Start of Excerpted passage

Environmental sample processors used to monitor water quality
in New Zealand and the Gulf of Maine

Deploying the ESP in Tasman Bay, New Zealand
MBARI and Cawthron Institute researchers deploy an ESP in Tasman Bay, New Zealand. Image: © Cawthron Institute

With its ability to detect ocean events ranging from sewage spills to harmful algal blooms, MBARI's Environmental Sample Processor (ESP) has immense potential for monitoring ocean water quality. Until recently, however, only a limited number of these instruments have been available. With the recent commercialization of this device, ESPs are now being tested for day-to-day ocean monitoring at several sites around the world. During May 2012, two new ESPs were installed in Tasman Bay, New Zealand, and in the Gulf of Maine.

End of Excerpted passage
Start of Records provided

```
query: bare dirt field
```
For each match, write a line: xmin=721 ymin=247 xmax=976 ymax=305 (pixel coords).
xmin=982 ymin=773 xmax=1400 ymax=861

End of Records provided

> [What to do]
(A) In the passage about environmental sample processors, copy the text word for word, starting at the words "Environmental sample processors" and ending after "Gulf of Maine.".
(B) List every geographic place named in the passage about environmental sample processors.

> [Solutions for each task]
(A)
Environmental sample processors used to monitor water quality
in New Zealand and the Gulf of Maine

Deploying the ESP in Tasman Bay, New Zealand
MBARI and Cawthron Institute researchers deploy an ESP in Tasman Bay, New Zealand. Image: © Cawthron Institute

With its ability to detect ocean events ranging from sewage spills to harmful algal blooms, MBARI's Environmental Sample Processor (ESP) has immense potential for monitoring ocean water quality. Until recently, however, only a limited number of these instruments have been available. With the recent commercialization of this device, ESPs are now being tested for day-to-day ocean monitoring at several sites around the world. During May 2012, two new ESPs were installed in Tasman Bay, New Zealand, and in the Gulf of Maine.

(B)
New Zealand
Gulf of Maine
Tasman Bay